Drop columns with more than 30% missing data

In [None]:
# List of columns to drop
columns_to_drop = [
    'CANCELLATION_CODE'
]

# Drop the columns from the DataFrame
df.drop(columns=columns_to_drop, inplace=True, errors='ignore')

# Confirm
print(f"Dropped {len(columns_to_drop)} columns. Remaining columns: {df.shape[1]}")

Dropped 1 columns. Remaining columns: 28


Handle missing values

In [None]:
df.loc[:, 'ARR_DEL15'] = df['ARR_DEL15'].fillna(df['ARR_DEL15'].mode()[0])
df_cleaned = df.dropna()

In [None]:
nan_summary = df_cleaned.isna().sum().to_frame(name='NaN Count')
nan_summary['% Missing'] = (nan_summary['NaN Count'] / len(df_cleaned)) * 100

# Sort by percentage missing, descending
nan_summary = nan_summary[nan_summary['NaN Count'] > 0].sort_values(by='% Missing', ascending=False)

print(nan_summary)

_Challenges_
A - Answer these questions about the data-cleaning notebook excerpt:
(i) Which column is listed in columns_to_drop?
(ii) How many columns remain according to the printed confirmation?
(iii) What value fills the missing entries in ARR_DEL15?
B - Reproduce the data-cleaning notebook excerpt between "df_cleaned = df.dropna()" and "0].sort_values(by='% Missing', ascending=False)", inclusive, with no changes.
C - Carry the data-cleaning notebook excerpt forward from its final line.

_Stored records_
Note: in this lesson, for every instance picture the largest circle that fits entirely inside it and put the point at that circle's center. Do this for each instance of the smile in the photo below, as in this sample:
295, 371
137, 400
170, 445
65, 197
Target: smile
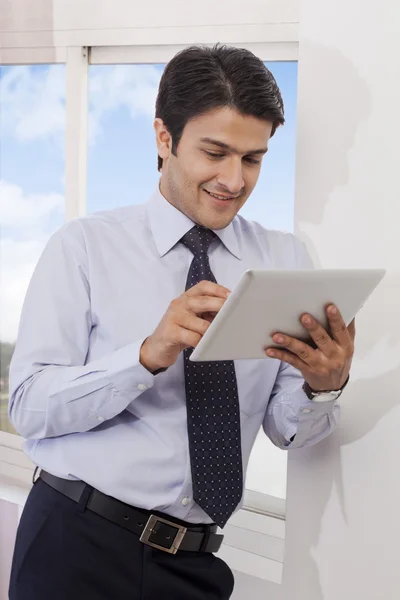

_Final answers_
A -
(i) CANCELLATION_CODE
(ii) 28
(iii) The mode of the ARR_DEL15 column

B -
df_cleaned = df.dropna()

In [None]:
nan_summary = df_cleaned.isna().sum().to_frame(name='NaN Count')
nan_summary['% Missing'] = (nan_summary['NaN Count'] / len(df_cleaned)) * 100

# Sort by percentage missing, descending
nan_summary = nan_summary[nan_summary['NaN Count'] > 0].sort_values(by='% Missing', ascending=False)

C -
Empty DataFrame
Columns: [NaN Count, % Missing]
Index: []


PCA for data reduction

In [None]:
import pandas as pd
import numpy as np
from sklearn.preprocessing import StandardScaler
from sklearn.decomposition import PCA

# Select numeric columns, excluding 'ACTUAL_ELAPSED_TIME'
numeric_cols = df_cleaned.select_dtypes(include=['int64', 'float64']).columns
numeric_cols = [col for col in numeric_cols if col != 'ACTUAL_ELAPSED_TIME']

# Create numeric_df with only the selected columns
numeric_df = df_cleaned[numeric_cols]

# Step 2: Fill missing values with column mean
numeric_df_filled = numeric_df.fillna(numeric_df.mean())

# Step 3: Correlation Analysis
corr_matrix = numeric_df_filled.corr().abs()

# Get all strongly correlated pairs (> 0.9)
corr_pairs = corr_matrix.unstack().sort_values(ascending=False)
corr_pairs = corr_pairs[corr_pairs < 1]  # remove self-correlation
strong_corr = corr_pairs[corr_pairs > 0.8]

print("Highly Correlated Pairs (Correlation > 0.8):\n")
print(strong_corr)

# Step 4: Standardize features
scaler = StandardScaler()
scaled_data = scaler.fit_transform(numeric_df_filled)

# Step 5: PCA
pca = PCA(n_components=2)
X_pca = pca.fit_transform(scaled_data)

# Step 6: PCA Loadings
pca_loadings = pd.DataFrame(pca.components_, columns=numeric_df.columns, index=['PC1', 'PC2'])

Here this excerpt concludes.